* Questions
• a. Decide whether each statement agrees with the profile of Andreas Linkermann: (i) he trained at the Christian-Albrechts-University Kiel until 2016; (ii) he still holds a Heisenbergprofessor post in Dresden; (iii) his lab's focus on sex differences began in 2018. Please answer yes or no for each and quote the deciding words.
• b. Carry on the profile of Andreas Linkermann, starting after its last sentence.

* Extract
Andreas Linkermann is the Chair of the Clinic for Internal Medicine V, UMM Mannheim of the Heidelberg University, Germany. He was trained to specialize in internal medicine, nephrology and transplantation at the Division of Nephrology at the Christian-Albrechts-University Kiel, Germany until 2016 where he became a Fellow of the American Society of Nephrology (FASN) with a clinical focus on kidney transplantation and acute kidney injury. Until September 2024, he served as a Heisenbergprofessor at the Carl Gustav Carus Hospital of the Technical University of Dresden.
As a clinician scientist, research in his laboratory includes work on the basic understanding of regulated cell death and the mechanisms of necroinflammation. The immunogenicity of regulated necrosis was identified as a potential therapeutic target not only during transplantation and acute kidney injury, but also in myocardial infarction, stroke and intoxications. Recently, the laboratory focused on cell death propagation in the renal tubules and two specific signalling pathways of necroptosis and ferroptosis. In collaboration with medicinal chemists, small molecule inhibitors of these pathways have been developed. Since 2018, the lab has focused on sex differences in cell death and acute kidney injury. Another recent but exciting project investigates kidney xenotransplantation.

* Dataset extract
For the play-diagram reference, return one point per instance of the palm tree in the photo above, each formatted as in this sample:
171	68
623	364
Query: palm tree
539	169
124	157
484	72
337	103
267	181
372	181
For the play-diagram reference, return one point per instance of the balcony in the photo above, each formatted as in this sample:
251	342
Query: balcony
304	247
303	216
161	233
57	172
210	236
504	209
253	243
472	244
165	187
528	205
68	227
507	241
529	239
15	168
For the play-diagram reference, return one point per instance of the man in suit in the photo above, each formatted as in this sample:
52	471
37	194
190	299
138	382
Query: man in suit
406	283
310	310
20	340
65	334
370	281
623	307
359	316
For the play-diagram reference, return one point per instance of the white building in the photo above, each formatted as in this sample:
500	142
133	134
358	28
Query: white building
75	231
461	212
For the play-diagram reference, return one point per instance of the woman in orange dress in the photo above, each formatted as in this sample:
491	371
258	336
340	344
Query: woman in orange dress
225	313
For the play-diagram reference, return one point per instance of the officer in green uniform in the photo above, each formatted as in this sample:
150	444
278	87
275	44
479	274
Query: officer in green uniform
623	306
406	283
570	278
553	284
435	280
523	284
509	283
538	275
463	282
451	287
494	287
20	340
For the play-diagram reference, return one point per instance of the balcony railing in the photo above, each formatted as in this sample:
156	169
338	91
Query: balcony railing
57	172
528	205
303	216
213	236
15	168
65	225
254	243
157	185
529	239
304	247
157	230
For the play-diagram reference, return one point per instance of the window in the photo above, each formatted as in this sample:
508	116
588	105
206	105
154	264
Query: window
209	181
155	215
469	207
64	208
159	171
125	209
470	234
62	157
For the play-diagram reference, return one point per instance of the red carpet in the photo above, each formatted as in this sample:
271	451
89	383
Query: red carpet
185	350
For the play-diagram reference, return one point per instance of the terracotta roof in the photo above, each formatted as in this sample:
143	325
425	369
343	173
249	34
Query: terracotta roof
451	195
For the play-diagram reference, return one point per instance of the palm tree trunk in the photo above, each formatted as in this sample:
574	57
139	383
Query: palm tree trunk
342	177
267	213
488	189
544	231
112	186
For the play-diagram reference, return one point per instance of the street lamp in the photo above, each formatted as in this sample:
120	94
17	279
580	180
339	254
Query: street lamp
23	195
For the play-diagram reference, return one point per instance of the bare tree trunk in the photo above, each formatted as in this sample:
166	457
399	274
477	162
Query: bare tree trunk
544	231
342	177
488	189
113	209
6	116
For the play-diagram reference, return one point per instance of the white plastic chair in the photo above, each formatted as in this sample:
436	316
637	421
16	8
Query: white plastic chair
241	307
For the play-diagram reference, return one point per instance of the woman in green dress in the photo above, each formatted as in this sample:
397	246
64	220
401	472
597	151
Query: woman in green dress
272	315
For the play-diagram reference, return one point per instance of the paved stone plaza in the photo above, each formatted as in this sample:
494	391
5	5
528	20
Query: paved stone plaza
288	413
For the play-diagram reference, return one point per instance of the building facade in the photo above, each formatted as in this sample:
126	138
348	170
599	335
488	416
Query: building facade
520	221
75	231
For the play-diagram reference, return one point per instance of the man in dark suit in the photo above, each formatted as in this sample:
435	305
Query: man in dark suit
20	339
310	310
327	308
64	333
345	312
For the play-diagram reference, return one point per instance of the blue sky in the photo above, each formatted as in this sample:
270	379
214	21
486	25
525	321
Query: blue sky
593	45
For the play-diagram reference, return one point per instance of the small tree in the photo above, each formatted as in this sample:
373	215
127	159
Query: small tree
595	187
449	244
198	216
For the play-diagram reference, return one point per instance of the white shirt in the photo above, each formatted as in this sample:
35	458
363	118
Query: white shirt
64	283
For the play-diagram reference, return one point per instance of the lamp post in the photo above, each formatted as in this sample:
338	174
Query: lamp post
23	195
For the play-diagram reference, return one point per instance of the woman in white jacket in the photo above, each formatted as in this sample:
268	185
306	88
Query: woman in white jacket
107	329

* * *

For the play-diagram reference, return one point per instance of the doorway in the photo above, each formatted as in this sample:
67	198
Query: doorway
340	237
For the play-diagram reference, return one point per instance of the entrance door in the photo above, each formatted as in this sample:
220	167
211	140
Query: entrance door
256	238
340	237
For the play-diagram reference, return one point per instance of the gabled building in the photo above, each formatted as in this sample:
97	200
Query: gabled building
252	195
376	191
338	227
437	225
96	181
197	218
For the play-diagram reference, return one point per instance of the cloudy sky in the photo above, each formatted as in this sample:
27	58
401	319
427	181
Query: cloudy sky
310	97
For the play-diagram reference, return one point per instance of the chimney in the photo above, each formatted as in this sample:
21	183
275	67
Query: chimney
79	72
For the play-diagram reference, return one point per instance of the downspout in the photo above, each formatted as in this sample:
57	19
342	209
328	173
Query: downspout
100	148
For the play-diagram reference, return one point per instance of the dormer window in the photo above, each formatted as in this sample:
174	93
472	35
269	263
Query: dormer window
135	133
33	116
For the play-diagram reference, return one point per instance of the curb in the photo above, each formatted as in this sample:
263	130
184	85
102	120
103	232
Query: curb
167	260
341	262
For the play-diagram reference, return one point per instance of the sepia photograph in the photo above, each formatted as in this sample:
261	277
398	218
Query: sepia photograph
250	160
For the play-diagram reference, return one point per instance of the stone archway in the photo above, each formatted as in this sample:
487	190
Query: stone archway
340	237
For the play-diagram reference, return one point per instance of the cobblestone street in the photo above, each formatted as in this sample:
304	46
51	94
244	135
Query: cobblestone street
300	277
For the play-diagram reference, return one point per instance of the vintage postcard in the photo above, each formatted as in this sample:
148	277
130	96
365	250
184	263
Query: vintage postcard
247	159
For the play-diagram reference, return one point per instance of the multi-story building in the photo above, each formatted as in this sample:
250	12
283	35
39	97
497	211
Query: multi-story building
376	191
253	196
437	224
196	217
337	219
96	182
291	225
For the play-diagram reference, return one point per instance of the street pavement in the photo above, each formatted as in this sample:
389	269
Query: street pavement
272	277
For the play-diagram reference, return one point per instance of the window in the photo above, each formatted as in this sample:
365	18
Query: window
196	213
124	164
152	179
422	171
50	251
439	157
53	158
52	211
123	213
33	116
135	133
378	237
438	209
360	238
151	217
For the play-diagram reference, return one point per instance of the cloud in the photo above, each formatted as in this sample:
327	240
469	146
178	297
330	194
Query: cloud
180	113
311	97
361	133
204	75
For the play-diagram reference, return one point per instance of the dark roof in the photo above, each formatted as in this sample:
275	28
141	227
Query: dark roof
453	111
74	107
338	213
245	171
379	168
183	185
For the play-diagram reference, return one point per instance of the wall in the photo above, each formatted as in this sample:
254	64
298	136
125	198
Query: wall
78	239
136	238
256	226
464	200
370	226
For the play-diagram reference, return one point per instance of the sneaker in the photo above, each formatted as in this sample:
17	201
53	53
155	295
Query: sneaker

* Answers per task
• a.
(i) Yes: "He was trained to specialize in internal medicine, nephrology and transplantation at the Division of Nephrology at the Christian-Albrechts-University Kiel, Germany until 2016"
(ii) No: "Until September 2024, he served as a Heisenbergprofessor at the Carl Gustav Carus Hospital of the Technical University of Dresden."
(iii) Yes: "Since 2018, the lab has focused on sex differences in cell death and acute kidney injury."

• b.
Work in the Linkermann laboratory is funded by the German Research Foundation including the collaborative research centers SFB/TRR205 (Adrenal) SFB/TRR127 (Xenotranplantation), the SPP2036 on ferroptosis, the international research training group IRTG2251, the TransCampus project with King´s college London and several private foundations. For the identification of the mechanistic details of signalling pathways of regulated necrosis and their role in pathophysiologic settings, Linkermann received the Carl-Ludwig-Award and the Franz-Volhard-Award of the German Society of Nephrology (DGfN), the Rudolf-Pichlmayr-Award of the German Society of Transplantation, the young investigator award of the American Transplantation Society, the Scientific excellence prize by the European Renal Association and was entitled honorary member of the European Academy of Tumor Immunology. Since 2021, he is a Clarivate Highly Cited researcher.